* **INSTRUCTIONS TO FOLLOW**
In the mailing-list excerpt, what reason does Arnd Bergmann give for saying the patched write need not be changed at all?

On Tue, 2021-03-02 at 10:32 +0100, Arnd Bergmann wrote:
> On Fri, Feb 26, 2021 at 3:03 PM Nicolas Saenz Julienne
> <nsaenzjulienne@suse.de> wrote:
> 
> >         if (smmu->impl && unlikely(smmu->impl->write_reg))
> >                 smmu->impl->write_reg(smmu, page, offset, val);
> > -       else
> > +       else if (dev_64bit_mmio_supported(smmu->dev))
> >                 writel_relaxed(val, arm_smmu_page(smmu, page) + offset);
> > +       else
> > +               hi_lo_writeq_relaxed(val, arm_smmu_page(smmu, page) + offset);
> >  }
> 
> This is a writel_relaxed(), not a writeq_relaxed(), so I suppose you don't
> have to change it at all.

Yes, that was silly of me. I was worrying about the semantics of the whole
thing, and missed basic stuff like this.

> > +       else if (dev_64bit_mmio_supported(smmu->dev))

* **DATASET**
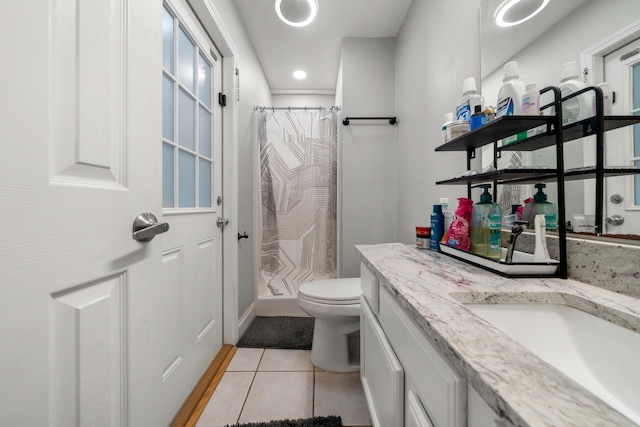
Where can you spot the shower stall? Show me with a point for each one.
(297, 223)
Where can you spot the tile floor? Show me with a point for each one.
(265, 384)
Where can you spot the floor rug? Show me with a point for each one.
(330, 421)
(291, 333)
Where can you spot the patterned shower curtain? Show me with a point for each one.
(298, 166)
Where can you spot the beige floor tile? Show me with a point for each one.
(226, 403)
(286, 360)
(245, 360)
(341, 394)
(279, 395)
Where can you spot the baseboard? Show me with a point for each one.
(246, 319)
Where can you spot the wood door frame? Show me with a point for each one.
(212, 22)
(592, 64)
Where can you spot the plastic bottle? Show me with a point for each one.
(447, 214)
(486, 224)
(607, 101)
(531, 100)
(577, 108)
(470, 98)
(511, 92)
(446, 128)
(437, 227)
(541, 206)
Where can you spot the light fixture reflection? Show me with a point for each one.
(297, 13)
(299, 74)
(507, 5)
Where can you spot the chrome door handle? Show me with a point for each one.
(222, 222)
(146, 226)
(615, 219)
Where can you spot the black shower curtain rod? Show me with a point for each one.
(289, 108)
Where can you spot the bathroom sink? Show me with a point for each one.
(599, 355)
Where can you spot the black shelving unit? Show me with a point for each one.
(505, 127)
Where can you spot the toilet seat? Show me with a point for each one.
(332, 291)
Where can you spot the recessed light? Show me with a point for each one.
(520, 11)
(297, 13)
(299, 74)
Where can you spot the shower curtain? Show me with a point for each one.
(298, 167)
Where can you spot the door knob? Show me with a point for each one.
(615, 220)
(146, 226)
(222, 222)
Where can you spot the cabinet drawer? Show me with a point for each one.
(416, 414)
(370, 287)
(437, 384)
(380, 372)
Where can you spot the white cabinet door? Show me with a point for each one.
(380, 371)
(416, 414)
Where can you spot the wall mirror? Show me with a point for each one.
(566, 30)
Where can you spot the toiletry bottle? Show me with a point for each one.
(437, 227)
(607, 99)
(446, 128)
(531, 100)
(486, 223)
(447, 214)
(540, 206)
(470, 98)
(579, 107)
(478, 118)
(510, 94)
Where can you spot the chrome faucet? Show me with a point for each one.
(516, 230)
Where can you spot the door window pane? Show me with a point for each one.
(204, 135)
(186, 120)
(167, 175)
(167, 41)
(205, 183)
(186, 179)
(204, 81)
(167, 108)
(186, 60)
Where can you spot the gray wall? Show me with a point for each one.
(436, 49)
(367, 153)
(254, 90)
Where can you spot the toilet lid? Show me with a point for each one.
(332, 291)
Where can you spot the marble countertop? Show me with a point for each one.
(516, 384)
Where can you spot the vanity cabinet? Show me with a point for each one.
(406, 379)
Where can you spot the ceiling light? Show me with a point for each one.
(299, 74)
(519, 11)
(297, 13)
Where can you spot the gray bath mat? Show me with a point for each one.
(329, 421)
(291, 333)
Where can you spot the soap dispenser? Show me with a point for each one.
(540, 206)
(486, 224)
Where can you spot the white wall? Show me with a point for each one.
(303, 100)
(254, 90)
(542, 60)
(367, 151)
(436, 49)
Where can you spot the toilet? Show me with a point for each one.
(335, 304)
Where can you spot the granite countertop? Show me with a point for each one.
(521, 388)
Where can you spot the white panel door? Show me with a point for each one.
(192, 181)
(80, 157)
(622, 71)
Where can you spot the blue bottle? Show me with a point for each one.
(437, 227)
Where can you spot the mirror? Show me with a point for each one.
(560, 33)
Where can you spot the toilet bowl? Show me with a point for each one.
(335, 305)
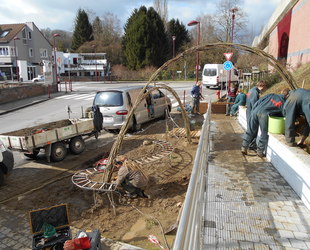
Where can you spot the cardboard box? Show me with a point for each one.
(94, 237)
(57, 216)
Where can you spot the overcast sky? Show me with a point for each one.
(60, 14)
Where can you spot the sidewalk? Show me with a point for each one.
(22, 103)
(249, 204)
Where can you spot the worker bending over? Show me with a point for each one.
(298, 103)
(271, 104)
(131, 178)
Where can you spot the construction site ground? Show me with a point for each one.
(39, 184)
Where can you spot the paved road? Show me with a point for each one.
(78, 100)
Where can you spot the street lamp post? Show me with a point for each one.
(233, 10)
(55, 61)
(15, 52)
(192, 23)
(94, 47)
(173, 53)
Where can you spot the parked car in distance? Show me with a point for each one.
(6, 161)
(39, 78)
(114, 105)
(214, 75)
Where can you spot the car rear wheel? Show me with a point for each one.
(59, 151)
(32, 155)
(77, 145)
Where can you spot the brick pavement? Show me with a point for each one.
(249, 205)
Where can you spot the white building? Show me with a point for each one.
(24, 52)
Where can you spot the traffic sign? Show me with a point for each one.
(228, 65)
(228, 56)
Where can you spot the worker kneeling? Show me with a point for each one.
(131, 178)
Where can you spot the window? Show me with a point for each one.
(4, 51)
(30, 52)
(24, 37)
(43, 53)
(4, 33)
(13, 52)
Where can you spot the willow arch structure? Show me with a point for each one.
(286, 75)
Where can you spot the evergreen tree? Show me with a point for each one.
(177, 29)
(97, 28)
(145, 41)
(83, 31)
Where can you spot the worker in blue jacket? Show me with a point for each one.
(298, 103)
(271, 104)
(253, 96)
(240, 101)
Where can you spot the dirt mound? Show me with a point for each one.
(117, 217)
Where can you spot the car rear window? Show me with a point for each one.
(209, 72)
(109, 98)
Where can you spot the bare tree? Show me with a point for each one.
(111, 29)
(223, 20)
(161, 8)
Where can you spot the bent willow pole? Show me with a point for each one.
(285, 74)
(118, 143)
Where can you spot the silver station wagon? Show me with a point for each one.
(114, 105)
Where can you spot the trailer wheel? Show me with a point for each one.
(1, 177)
(77, 145)
(32, 155)
(59, 151)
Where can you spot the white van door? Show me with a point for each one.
(159, 102)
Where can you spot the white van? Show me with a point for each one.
(214, 75)
(115, 104)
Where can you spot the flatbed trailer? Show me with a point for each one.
(54, 138)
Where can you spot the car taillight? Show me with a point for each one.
(2, 147)
(122, 112)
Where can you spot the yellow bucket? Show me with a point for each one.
(276, 125)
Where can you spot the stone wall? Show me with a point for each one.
(13, 92)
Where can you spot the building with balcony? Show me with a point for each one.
(83, 65)
(286, 36)
(24, 52)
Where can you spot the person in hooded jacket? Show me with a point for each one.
(271, 104)
(298, 103)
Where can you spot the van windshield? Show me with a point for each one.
(109, 98)
(209, 72)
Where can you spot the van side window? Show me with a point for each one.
(157, 94)
(209, 72)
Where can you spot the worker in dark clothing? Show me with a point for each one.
(298, 103)
(252, 97)
(196, 96)
(271, 104)
(149, 103)
(240, 101)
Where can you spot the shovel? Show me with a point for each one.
(174, 226)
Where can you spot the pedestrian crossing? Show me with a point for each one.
(90, 96)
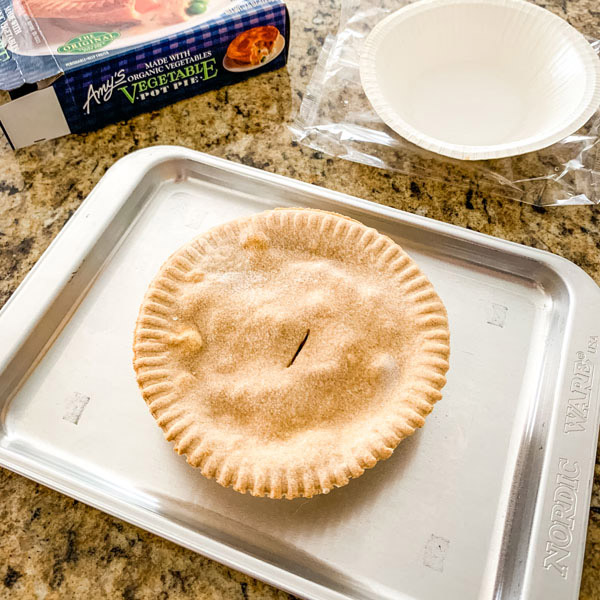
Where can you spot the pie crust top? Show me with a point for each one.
(287, 352)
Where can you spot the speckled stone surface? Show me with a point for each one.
(55, 547)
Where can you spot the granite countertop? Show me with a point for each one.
(55, 547)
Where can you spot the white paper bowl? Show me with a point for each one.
(478, 79)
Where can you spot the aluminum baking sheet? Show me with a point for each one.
(488, 500)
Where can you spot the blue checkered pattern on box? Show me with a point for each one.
(215, 35)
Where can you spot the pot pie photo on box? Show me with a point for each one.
(253, 48)
(286, 352)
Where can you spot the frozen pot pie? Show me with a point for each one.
(287, 352)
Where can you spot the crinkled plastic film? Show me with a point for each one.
(335, 117)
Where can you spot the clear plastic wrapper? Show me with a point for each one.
(335, 117)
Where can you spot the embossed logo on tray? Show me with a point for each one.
(564, 508)
(580, 389)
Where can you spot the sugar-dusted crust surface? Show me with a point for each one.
(287, 352)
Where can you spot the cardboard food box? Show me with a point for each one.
(76, 65)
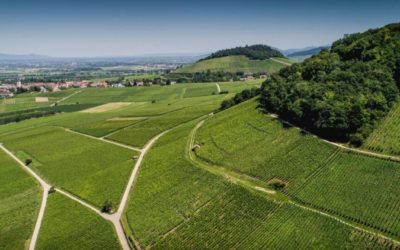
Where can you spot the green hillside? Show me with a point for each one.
(253, 52)
(342, 93)
(233, 64)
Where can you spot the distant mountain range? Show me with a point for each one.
(306, 52)
(22, 57)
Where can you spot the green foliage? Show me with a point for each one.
(245, 140)
(239, 98)
(19, 204)
(225, 68)
(253, 52)
(341, 93)
(93, 170)
(69, 225)
(350, 182)
(386, 138)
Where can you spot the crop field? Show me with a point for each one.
(138, 134)
(359, 188)
(186, 207)
(20, 197)
(207, 89)
(95, 171)
(233, 64)
(210, 182)
(246, 141)
(386, 138)
(69, 225)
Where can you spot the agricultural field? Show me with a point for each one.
(20, 197)
(386, 138)
(247, 141)
(251, 181)
(233, 64)
(360, 188)
(69, 225)
(95, 171)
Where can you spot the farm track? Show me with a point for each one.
(46, 187)
(355, 150)
(294, 203)
(65, 98)
(218, 87)
(279, 61)
(103, 140)
(114, 218)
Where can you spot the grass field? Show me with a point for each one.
(386, 138)
(177, 205)
(245, 140)
(20, 197)
(69, 225)
(359, 188)
(219, 196)
(95, 171)
(233, 64)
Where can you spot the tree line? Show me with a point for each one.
(343, 92)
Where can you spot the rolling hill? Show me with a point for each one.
(233, 64)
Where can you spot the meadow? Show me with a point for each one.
(233, 64)
(359, 188)
(93, 170)
(177, 205)
(20, 197)
(386, 137)
(69, 225)
(244, 140)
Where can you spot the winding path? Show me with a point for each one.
(218, 87)
(114, 218)
(65, 98)
(45, 187)
(192, 158)
(342, 146)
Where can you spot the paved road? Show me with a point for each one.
(279, 61)
(218, 87)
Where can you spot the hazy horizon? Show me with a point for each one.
(128, 28)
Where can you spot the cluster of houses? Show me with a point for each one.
(9, 90)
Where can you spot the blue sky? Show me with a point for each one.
(126, 28)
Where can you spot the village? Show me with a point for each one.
(10, 90)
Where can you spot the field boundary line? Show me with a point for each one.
(279, 61)
(45, 187)
(360, 151)
(65, 98)
(191, 143)
(103, 140)
(344, 222)
(218, 88)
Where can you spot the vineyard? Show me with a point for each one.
(386, 138)
(246, 141)
(19, 204)
(359, 188)
(69, 225)
(96, 171)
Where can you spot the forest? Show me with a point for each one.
(343, 92)
(253, 52)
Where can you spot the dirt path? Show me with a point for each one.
(279, 61)
(218, 87)
(251, 185)
(103, 140)
(360, 151)
(45, 187)
(65, 98)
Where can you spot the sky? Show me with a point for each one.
(87, 28)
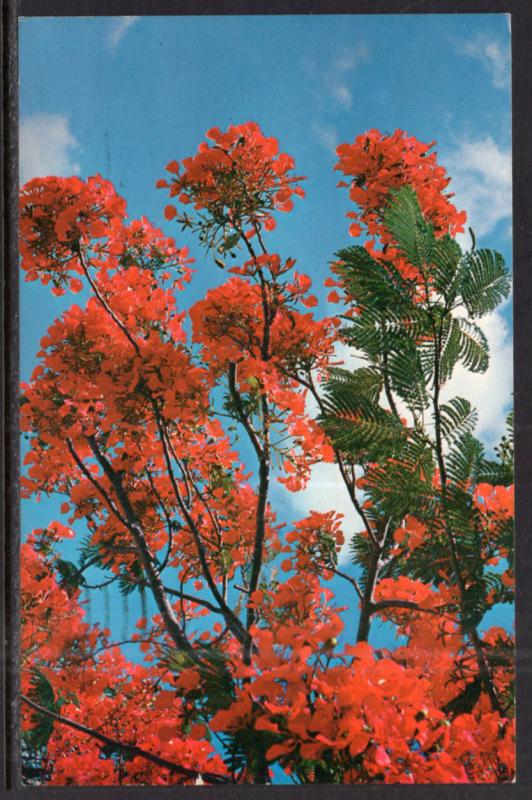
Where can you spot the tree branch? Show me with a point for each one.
(133, 750)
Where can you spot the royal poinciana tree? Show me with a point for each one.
(249, 662)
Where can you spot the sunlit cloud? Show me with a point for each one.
(47, 146)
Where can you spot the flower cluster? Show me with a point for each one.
(240, 179)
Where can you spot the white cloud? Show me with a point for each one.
(47, 146)
(337, 76)
(327, 135)
(118, 29)
(494, 57)
(482, 182)
(325, 491)
(491, 392)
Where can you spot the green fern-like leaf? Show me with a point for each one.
(457, 418)
(485, 281)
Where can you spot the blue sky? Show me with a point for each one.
(123, 96)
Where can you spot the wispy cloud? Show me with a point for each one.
(482, 182)
(493, 55)
(118, 29)
(491, 392)
(47, 146)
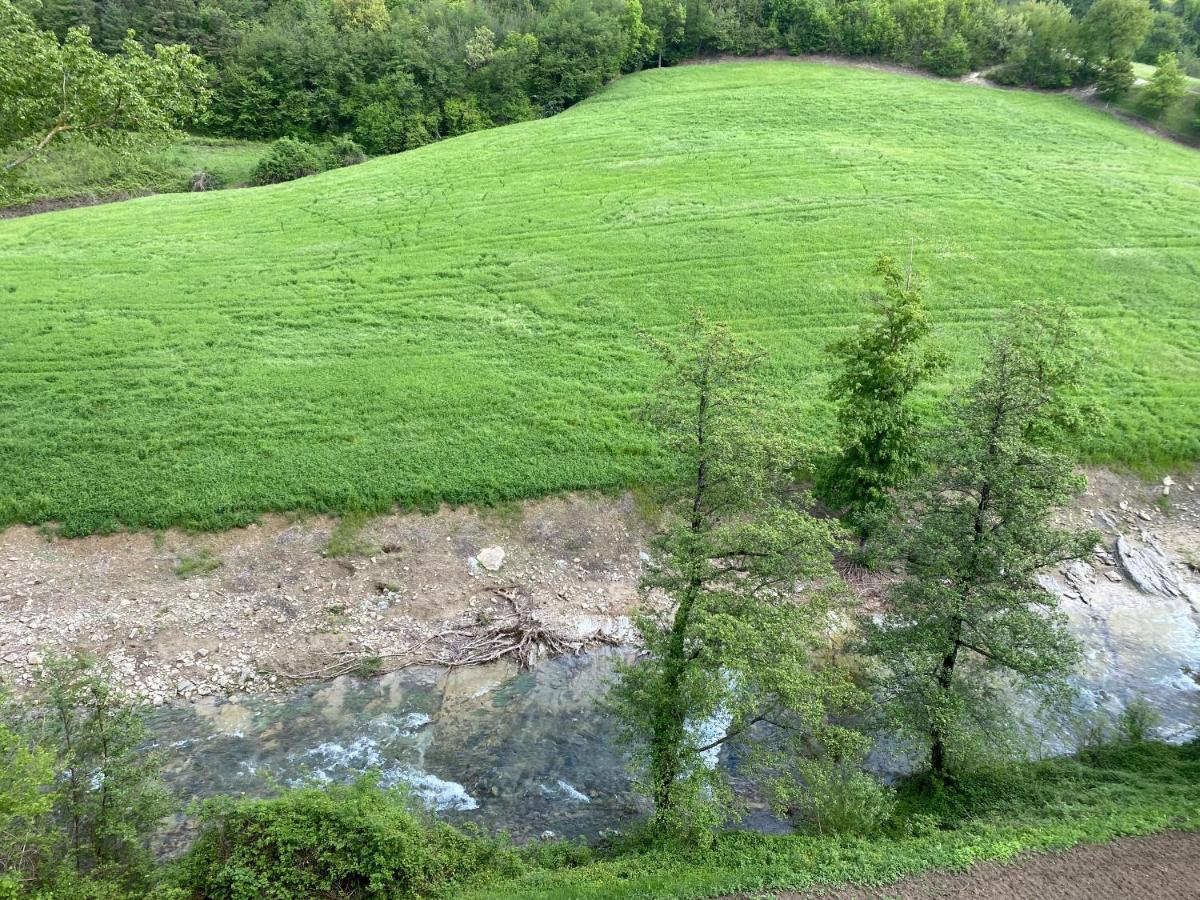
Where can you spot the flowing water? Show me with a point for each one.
(531, 751)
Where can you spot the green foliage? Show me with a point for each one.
(1050, 54)
(49, 89)
(975, 533)
(1138, 721)
(451, 327)
(289, 159)
(25, 805)
(738, 648)
(1116, 78)
(1167, 85)
(107, 798)
(1115, 28)
(880, 367)
(79, 797)
(996, 814)
(357, 840)
(75, 169)
(835, 797)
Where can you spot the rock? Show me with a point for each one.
(1149, 569)
(491, 558)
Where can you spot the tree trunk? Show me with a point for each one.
(945, 683)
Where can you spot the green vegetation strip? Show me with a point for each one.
(1050, 805)
(83, 172)
(459, 323)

* **RESULT OF THE EXERCISE**
The call is a writel_relaxed(), not a writeq_relaxed().